Passage provided:
BEGIN

Dr Rashid and Professor Gill are working with the University of Toronto on a multi-country collaboration to look at different approaches to international collaboration in medical education. The project’s wider goal is to address the problem of 'brain drain' among doctors in developing countries, the phrase given to the emigration of highly trained or qualified people such as doctors from a particular country.

Globally engaged

The University of Toronto’s Wilson Centre specialises in medical education research, working with institutions in other countries to help promote medical education. Similarly, UCL’s Medical School has a unit which engages in projects overseas – including in China, Thailand, Saudi Arabia and Dubai – working with partner universities and medical schools to help support medical education programmes. 

A comparative approach

“Given that our activities are similar, we thought it would be interesting to take a comparative approach and look across our projects to understand our different approaches and their consequences”, explains Dr Rashid. He highlights the fact that there is currently very little published research in this area.

“Cynthia Whitehead, Director of the Wilson Centre, is an academic in medical education and she's also a family doctor, as am I, so our clinical backgrounds align. She has a track record of educational research with a global focus, while Brian Hodges at the University of Toronto is a world leading academic in medical education, particularly in the areas of professionalism and globalisation.”

The project will involve the two teams observing each other’s work overseas, bringing in UCL’s collaboration with New Giza University in Egypt and the University of Toronto’s collaboration with Addis Adaba University in Ethiopia. The researchers will take a critical look at how their collaborations in Egypt and Ethiopia work.

Addressing the problem of ‘brain drain’

Dr Rashid says that the phenomenon known as ‘brain drain’ is a particular problem in healthcare, and the project will seek to address this.

“There are huge swathes of doctors leaving less economically developed countries to come and work in western countries and part of the reason for that is because the education system and the infrastructure within that country is not really very well developed and there's no incentive for them to stay in that country.”

The UCL and University of Toronto projects plan to support the development of medical education approaches and co-develop with their host institutions a programme to train medical educators within their countries.

END

Your tasks:
A: Translate this sentence from the passage on medical education and brain drain into Spanish: "The researchers will take a critical look at how their collaborations in Egypt and Ethiopia work."
B: In the passage on medical education and brain drain, copy word for word the stretch from "Dr Rashid and" through "a particular country.".

[Excerpts from a dataset]
BEGIN

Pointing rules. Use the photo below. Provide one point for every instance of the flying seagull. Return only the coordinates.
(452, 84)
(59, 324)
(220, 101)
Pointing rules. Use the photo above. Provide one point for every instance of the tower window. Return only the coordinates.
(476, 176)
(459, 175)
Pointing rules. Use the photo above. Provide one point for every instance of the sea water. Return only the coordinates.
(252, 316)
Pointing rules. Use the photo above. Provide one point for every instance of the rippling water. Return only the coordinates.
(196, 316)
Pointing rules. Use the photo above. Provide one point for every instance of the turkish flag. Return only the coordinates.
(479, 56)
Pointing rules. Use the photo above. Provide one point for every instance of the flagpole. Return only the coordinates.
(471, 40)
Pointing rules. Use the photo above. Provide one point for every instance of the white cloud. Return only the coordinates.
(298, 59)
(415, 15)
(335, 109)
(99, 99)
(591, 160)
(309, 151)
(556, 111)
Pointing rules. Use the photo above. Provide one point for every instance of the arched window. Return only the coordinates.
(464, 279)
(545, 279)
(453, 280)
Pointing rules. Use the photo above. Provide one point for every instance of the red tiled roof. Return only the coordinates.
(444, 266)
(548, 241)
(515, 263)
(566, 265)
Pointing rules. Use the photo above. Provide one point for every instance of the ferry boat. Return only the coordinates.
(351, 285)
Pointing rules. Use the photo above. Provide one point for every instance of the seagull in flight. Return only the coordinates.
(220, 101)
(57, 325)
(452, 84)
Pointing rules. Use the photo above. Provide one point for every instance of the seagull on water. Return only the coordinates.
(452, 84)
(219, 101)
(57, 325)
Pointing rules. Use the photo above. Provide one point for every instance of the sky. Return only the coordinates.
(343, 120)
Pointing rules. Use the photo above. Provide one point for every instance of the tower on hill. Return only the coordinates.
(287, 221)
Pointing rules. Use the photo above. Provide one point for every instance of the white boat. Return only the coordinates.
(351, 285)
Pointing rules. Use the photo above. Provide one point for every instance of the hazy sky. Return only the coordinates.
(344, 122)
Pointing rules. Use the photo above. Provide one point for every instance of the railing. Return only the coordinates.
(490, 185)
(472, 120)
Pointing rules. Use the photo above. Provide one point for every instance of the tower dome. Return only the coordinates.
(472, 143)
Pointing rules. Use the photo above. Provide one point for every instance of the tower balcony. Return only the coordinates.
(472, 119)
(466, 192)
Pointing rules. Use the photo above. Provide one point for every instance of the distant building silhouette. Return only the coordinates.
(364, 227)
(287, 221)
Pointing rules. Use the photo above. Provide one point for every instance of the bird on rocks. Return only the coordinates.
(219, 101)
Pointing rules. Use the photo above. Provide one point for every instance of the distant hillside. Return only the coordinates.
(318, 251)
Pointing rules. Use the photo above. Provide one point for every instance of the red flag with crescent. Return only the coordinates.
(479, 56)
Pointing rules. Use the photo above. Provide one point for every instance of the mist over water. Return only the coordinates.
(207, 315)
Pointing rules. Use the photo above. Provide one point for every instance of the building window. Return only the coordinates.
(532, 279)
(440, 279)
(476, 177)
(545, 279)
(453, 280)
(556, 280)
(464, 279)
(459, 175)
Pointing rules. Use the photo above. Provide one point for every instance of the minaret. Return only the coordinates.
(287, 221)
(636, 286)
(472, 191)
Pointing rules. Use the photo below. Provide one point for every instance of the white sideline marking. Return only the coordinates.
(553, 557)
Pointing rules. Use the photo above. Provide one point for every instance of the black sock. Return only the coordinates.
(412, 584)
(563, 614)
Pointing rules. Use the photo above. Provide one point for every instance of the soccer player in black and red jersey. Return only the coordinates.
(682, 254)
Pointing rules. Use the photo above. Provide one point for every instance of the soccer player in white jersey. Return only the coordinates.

END

Per-task answers:
A: Los investigadores examinarán de manera crítica cómo funcionan sus colaboraciones en Egipto y Etiopía.

B:
Dr Rashid and Professor Gill are working with the University of Toronto on a multi-country collaboration to look at different approaches to international collaboration in medical education. The project’s wider goal is to address the problem of 'brain drain' among doctors in developing countries, the phrase given to the emigration of highly trained or qualified people such as doctors from a particular country.